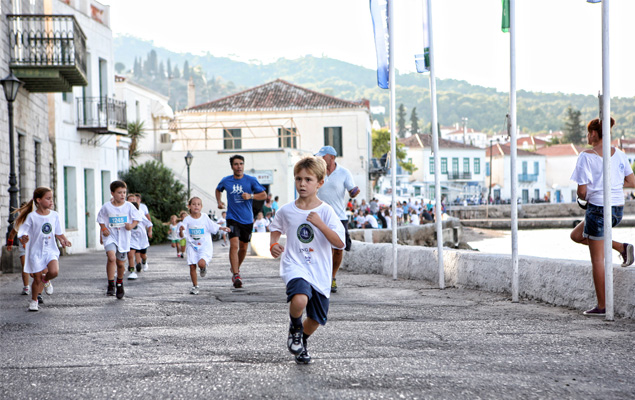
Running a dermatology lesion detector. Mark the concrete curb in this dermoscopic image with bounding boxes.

■ ■ ■

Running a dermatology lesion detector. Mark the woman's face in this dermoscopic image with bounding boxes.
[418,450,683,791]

■ ■ ■

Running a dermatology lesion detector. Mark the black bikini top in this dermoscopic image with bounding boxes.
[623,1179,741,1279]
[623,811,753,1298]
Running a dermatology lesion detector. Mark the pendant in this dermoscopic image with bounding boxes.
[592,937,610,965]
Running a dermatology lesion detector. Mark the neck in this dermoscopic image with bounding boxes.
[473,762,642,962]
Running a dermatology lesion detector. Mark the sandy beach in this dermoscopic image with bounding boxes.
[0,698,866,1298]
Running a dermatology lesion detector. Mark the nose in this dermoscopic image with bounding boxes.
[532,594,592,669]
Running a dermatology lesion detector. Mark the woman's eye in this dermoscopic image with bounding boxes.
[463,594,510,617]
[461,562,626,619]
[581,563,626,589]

■ ■ ■

**TASK INSTRUCTIONS**. Please format the rows from the line with "Running a dermatology lesion detector. Mark the woman's eye" through the line with "[581,563,626,589]", both ends included, as a JSON list of strings, one string per line, leaving out any blank lines.

**ANSWER**.
[
  "Running a dermatology lesion detector. Mark the woman's eye in this dermoscopic image with bounding boxes.",
  "[463,594,510,617]",
  "[461,562,626,619]",
  "[581,563,626,589]"
]